▶ _YOUR OBJECTIVE_:
In the material below, find each line holding the string "instrument" and copy it.

▶ _DATA FOR REVIEW_:
--- START ---
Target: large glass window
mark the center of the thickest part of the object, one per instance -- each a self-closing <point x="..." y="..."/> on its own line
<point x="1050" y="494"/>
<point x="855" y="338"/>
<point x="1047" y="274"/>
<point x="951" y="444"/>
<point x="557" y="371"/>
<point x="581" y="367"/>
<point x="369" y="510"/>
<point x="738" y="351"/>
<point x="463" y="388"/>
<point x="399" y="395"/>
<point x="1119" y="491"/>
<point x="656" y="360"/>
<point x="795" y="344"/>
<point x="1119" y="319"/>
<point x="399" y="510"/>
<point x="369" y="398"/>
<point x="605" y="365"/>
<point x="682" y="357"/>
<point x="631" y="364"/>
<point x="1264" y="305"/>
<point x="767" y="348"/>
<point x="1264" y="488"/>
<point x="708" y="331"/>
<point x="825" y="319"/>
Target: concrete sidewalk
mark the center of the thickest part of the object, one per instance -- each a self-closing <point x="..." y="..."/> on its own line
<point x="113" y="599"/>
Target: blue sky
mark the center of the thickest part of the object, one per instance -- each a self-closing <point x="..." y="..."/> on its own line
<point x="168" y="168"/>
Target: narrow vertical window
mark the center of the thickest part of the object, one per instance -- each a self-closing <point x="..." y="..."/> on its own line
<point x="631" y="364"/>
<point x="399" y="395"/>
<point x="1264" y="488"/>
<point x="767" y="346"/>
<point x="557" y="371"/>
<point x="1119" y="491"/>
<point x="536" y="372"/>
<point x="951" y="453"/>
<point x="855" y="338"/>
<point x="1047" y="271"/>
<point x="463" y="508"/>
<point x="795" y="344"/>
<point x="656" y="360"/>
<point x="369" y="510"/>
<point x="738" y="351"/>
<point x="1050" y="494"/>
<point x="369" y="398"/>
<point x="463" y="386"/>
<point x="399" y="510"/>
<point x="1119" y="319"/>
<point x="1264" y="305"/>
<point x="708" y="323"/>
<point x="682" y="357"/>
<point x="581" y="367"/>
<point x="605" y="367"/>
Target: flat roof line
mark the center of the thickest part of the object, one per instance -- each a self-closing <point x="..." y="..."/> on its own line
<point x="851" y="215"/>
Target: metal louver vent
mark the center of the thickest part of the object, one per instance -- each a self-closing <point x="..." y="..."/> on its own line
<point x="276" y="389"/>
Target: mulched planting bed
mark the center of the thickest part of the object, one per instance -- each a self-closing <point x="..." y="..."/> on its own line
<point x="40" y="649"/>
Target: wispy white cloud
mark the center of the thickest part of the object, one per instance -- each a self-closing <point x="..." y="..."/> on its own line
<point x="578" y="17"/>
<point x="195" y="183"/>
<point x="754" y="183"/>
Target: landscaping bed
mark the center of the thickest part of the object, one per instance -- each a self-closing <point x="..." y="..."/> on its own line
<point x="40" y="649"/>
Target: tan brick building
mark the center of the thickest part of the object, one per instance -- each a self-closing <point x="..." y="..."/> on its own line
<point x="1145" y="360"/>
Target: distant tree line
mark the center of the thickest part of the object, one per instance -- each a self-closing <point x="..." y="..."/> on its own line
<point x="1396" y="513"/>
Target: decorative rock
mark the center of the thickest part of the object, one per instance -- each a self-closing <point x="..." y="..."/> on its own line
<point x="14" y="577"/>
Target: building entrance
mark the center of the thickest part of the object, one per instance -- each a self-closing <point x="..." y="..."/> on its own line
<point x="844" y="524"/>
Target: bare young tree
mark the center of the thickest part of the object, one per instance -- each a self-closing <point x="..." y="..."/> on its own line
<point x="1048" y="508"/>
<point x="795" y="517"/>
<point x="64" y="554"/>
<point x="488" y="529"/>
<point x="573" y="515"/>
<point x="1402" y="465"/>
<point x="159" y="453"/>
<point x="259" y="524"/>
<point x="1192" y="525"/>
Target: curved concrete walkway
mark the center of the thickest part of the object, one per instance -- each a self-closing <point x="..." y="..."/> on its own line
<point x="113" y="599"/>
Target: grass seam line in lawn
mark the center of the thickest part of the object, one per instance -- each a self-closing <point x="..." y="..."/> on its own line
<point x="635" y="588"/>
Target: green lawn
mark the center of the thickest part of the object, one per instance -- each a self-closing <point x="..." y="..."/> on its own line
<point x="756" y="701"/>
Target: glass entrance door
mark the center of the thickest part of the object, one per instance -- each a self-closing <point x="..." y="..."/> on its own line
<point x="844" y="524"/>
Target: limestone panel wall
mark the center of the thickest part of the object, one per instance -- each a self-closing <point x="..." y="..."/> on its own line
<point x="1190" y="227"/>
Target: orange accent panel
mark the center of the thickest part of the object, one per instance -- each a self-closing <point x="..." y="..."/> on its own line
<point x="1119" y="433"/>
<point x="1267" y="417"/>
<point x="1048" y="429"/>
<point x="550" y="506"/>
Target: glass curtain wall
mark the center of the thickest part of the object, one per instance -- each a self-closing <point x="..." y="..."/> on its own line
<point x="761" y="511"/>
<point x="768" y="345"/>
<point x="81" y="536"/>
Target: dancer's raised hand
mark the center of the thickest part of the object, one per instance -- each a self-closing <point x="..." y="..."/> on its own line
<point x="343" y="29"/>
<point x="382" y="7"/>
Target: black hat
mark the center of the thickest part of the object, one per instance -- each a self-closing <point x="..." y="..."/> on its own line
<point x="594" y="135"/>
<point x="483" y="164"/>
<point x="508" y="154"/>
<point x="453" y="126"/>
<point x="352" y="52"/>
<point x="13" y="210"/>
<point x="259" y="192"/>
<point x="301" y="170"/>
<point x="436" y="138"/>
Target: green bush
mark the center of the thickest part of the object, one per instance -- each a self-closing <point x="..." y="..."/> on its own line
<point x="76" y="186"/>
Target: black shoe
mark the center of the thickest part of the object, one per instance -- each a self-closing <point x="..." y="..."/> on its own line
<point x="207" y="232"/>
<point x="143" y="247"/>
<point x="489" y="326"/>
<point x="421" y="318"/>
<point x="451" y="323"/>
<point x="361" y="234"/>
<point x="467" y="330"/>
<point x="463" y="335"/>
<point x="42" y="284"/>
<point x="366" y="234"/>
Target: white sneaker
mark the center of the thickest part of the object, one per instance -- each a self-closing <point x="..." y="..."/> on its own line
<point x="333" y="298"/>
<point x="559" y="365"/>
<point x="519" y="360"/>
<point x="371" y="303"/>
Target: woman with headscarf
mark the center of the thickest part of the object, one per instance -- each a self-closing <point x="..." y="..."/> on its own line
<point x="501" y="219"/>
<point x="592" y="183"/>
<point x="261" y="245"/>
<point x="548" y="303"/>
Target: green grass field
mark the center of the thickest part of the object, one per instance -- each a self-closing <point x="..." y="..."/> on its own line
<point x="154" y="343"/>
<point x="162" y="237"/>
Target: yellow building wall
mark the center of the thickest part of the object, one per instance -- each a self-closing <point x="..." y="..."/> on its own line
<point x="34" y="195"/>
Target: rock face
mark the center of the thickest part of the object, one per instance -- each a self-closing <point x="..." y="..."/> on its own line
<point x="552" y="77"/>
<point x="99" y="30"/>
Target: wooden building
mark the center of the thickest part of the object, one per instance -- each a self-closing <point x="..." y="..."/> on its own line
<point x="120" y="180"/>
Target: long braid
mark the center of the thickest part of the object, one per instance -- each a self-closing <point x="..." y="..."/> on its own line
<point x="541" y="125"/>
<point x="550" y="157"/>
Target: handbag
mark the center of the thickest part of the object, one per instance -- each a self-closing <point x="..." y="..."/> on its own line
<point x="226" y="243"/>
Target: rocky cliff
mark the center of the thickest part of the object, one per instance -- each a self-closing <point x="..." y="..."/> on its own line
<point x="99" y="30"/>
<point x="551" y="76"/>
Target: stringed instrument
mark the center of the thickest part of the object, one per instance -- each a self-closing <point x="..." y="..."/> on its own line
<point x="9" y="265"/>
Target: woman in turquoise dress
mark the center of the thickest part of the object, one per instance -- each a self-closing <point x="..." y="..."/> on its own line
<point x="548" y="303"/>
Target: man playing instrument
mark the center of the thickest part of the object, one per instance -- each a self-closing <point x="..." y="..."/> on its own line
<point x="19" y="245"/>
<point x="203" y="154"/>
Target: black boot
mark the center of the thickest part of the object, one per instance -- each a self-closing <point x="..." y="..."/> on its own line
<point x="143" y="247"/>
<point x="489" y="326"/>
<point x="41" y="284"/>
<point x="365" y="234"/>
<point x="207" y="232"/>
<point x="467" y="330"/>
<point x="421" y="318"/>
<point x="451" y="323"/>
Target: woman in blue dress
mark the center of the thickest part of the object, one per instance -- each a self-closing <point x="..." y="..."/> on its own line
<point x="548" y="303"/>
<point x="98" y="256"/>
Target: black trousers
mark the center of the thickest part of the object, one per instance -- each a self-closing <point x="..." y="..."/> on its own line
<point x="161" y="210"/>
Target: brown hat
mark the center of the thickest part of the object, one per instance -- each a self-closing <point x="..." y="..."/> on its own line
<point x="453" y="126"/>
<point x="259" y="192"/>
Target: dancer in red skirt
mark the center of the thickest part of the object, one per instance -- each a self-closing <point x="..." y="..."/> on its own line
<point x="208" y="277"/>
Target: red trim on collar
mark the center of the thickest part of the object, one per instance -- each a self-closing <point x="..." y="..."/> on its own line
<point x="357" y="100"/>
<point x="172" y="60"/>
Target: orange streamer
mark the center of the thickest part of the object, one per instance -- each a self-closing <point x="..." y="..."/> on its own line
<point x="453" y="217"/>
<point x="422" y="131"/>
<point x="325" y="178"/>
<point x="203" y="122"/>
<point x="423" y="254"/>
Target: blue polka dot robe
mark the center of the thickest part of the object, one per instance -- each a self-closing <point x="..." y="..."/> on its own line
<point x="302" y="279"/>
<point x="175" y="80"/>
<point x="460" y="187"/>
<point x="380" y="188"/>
--- END ---
▶ _SOLUTION FOR THIS TASK_:
Target: stringed instrument
Target: man playing instrument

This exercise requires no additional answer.